BEGIN Text segment

Skip to content

jafreck/ironmill

Repository files navigation

⚙️ ironmill

Build License: Apache-2.0 Rust Platform

Rust-native model compiler and inference runtime for Apple Silicon.

Warning

ironmill is currently in alpha and under active development. APIs, file formats, and CLI interfaces may change without notice. Not recommended for production use.

ironmill compiles ML models into optimized bundles and runs them on Apple Silicon hardware. It supports multiple input formats (ONNX, SafeTensors, GGUF, CoreML), applies optimization and quantization passes via an intermediate representation (MIL), and produces artifacts for three inference backends: Metal (GPU/MPS), CoreML, and an experimental direct-ANE backend built on reverse-engineered private APIs.

Features

Compiler

Imports models, applies optimization passes, and outputs backend-specific bundles.

END Text segment

§ **Requirement A**
Answer these questions about the ironmill README:
(i) Under what license is ironmill released?
(ii) What development stage is ironmill said to be in?
(iii) What three inference backends does ironmill produce artifacts for?
§ **Requirement B**
Reproduce the part of the ironmill README starting with "jafreck/ironmill" and going on through "for production use.".

BEGIN Listed entries

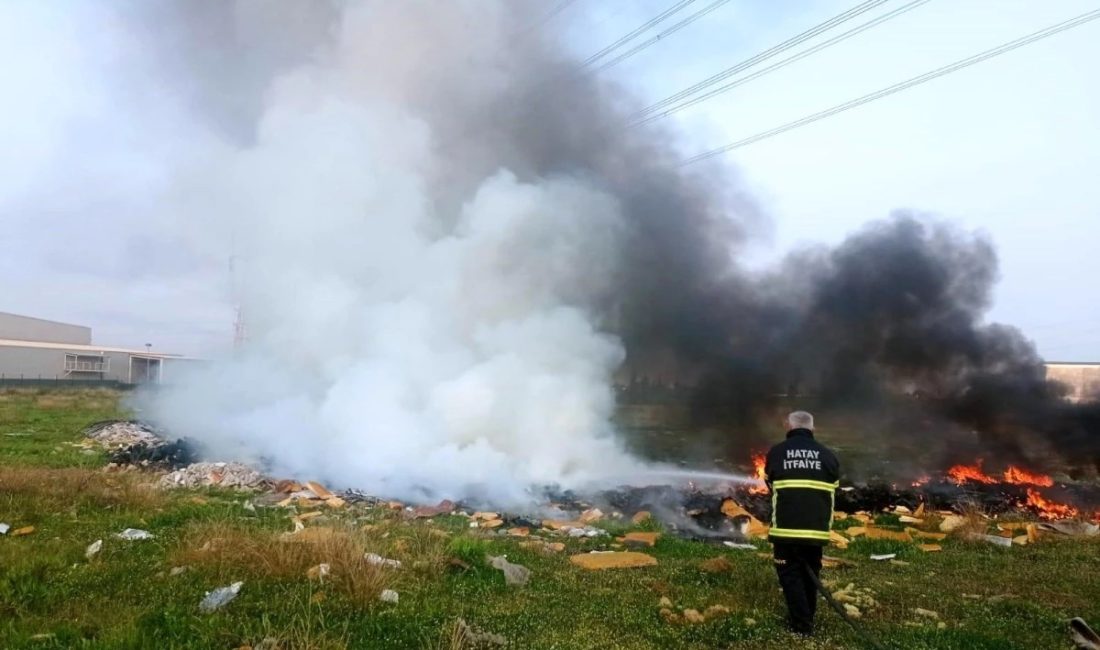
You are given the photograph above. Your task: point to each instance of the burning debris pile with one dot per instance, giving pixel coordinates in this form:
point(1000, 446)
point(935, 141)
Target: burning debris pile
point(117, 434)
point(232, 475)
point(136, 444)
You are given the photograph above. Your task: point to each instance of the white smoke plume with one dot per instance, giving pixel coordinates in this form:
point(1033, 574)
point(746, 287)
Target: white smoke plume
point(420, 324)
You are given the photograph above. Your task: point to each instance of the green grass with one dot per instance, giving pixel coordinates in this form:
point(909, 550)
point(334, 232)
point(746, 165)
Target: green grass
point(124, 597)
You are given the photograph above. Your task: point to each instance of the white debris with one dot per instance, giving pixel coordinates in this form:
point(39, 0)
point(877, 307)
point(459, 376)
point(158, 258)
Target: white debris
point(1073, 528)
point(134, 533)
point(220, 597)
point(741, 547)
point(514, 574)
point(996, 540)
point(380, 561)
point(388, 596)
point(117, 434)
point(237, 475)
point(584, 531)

END Listed entries
BEGIN Listed entries

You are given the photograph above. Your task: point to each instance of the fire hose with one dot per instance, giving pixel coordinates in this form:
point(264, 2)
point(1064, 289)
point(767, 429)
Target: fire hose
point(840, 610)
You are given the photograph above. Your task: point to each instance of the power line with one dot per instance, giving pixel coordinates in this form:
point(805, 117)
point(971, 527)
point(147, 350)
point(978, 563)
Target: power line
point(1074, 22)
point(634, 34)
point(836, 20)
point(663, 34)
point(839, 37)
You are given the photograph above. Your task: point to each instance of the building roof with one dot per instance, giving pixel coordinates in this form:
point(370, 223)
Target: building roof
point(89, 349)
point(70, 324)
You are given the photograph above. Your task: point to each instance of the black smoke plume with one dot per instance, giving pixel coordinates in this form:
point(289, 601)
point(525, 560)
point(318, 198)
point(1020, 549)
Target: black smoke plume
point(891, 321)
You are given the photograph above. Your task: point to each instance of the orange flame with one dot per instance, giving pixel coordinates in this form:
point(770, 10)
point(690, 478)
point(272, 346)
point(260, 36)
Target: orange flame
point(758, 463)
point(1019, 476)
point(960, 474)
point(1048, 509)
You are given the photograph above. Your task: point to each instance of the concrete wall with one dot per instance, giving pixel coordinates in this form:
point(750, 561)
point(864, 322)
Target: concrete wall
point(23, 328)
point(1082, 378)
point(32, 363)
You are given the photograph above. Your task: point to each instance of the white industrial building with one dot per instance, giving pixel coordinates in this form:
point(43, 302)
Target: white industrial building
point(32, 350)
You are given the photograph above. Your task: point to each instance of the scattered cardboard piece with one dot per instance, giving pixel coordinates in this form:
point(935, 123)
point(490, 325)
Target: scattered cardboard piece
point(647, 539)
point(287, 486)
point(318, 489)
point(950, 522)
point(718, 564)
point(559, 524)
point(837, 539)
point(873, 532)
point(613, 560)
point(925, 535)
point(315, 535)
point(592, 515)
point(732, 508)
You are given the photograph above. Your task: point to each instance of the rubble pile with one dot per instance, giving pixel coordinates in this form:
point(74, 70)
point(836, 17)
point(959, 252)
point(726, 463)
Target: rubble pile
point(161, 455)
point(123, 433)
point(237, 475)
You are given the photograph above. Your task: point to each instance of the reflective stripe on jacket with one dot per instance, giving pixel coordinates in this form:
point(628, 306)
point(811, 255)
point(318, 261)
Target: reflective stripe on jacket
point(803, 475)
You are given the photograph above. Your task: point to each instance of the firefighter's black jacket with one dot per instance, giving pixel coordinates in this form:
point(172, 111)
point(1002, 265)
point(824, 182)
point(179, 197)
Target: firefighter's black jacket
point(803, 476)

END Listed entries

§ **Result A**
(i) Apache-2.0
(ii) Alpha, under active development
(iii) Metal (GPU/MPS), CoreML, and an experimental direct-ANE backend built on reverse-engineered private APIs

§ **Result B**
jafreck/ironmill

Repository files navigation

⚙️ ironmill

Build License: Apache-2.0 Rust Platform

Rust-native model compiler and inference runtime for Apple Silicon.

Warning

ironmill is currently in alpha and under active development. APIs, file formats, and CLI interfaces may change without notice. Not recommended for production use.